> **PASSAGE TO READ**
--- Begin ---
Brunel Rugby League are a student rugby league club from Uxbridge, West London, England. The club play in the SRL London/South.

The club were reformed in Winter 2007 after a ten-year hiatus. From the very beginning close links were formed with the Rugby Football League and Harlequins RL. The latter oversaw the new side as they found their feet, ensuring that the coaching was of a suitable standard and promoting the team both on campus, and through their website until a good group of players were there to build on.

After six months under the affiliation of the London Amateur Rugby League, the club completed its first three games (which included a small scale tour to Wales) and obtained their first victory when they defeated Aberystwyth University in the return match from that trip in October 2008.
--- End ---
> **EXTRACTED DATA**
--- Begin ---
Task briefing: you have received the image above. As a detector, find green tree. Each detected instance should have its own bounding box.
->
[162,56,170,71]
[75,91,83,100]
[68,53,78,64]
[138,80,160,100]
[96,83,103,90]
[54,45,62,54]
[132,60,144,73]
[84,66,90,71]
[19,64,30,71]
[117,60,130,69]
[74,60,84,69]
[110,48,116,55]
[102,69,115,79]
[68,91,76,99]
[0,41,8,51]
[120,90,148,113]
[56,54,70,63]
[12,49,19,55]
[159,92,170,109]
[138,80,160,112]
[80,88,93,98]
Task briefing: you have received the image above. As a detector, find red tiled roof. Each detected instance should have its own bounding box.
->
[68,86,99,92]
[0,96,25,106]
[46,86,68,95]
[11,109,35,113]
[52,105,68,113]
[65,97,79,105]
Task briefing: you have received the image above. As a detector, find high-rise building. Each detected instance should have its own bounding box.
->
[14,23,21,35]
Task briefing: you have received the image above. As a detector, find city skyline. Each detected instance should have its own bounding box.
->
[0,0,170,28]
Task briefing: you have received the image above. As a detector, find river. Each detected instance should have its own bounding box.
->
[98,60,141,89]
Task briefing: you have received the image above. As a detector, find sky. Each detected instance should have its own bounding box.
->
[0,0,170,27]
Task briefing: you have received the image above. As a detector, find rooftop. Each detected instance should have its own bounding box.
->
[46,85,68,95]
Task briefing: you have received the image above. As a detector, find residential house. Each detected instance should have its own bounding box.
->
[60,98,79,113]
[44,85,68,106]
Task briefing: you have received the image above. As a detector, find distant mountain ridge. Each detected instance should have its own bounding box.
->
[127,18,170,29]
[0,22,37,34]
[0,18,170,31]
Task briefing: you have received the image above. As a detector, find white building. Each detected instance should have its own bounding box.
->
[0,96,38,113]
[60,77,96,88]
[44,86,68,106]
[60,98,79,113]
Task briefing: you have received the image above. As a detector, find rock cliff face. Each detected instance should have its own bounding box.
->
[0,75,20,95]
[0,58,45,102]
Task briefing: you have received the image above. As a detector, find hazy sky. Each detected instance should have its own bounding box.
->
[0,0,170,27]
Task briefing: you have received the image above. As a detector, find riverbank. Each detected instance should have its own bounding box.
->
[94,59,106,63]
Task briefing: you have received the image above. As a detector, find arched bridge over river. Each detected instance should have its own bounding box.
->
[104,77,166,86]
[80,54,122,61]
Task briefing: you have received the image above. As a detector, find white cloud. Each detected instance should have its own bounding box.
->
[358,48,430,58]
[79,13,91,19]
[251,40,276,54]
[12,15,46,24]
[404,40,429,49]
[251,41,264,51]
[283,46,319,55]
--- End ---
> **WHAT TO DO**
A - From the Brunel Rugby League passage, copy the part that opens with the words containing "The club were" and closes with "in October 2008.".
B - In the Brunel Rugby League passage, which team did the club beat for its first victory?

> **RESPONSES PER TASK**
A -
The club were reformed in Winter 2007 after a ten-year hiatus. From the very beginning close links were formed with the Rugby Football League and Harlequins RL. The latter oversaw the new side as they found their feet, ensuring that the coaching was of a suitable standard and promoting the team both on campus, and through their website until a good group of players were there to build on.

After six months under the affiliation of the London Amateur Rugby League, the club completed its first three games (which included a small scale tour to Wales) and obtained their first victory when they defeated Aberystwyth University in the return match from that trip in October 2008.

B - Aberystwyth University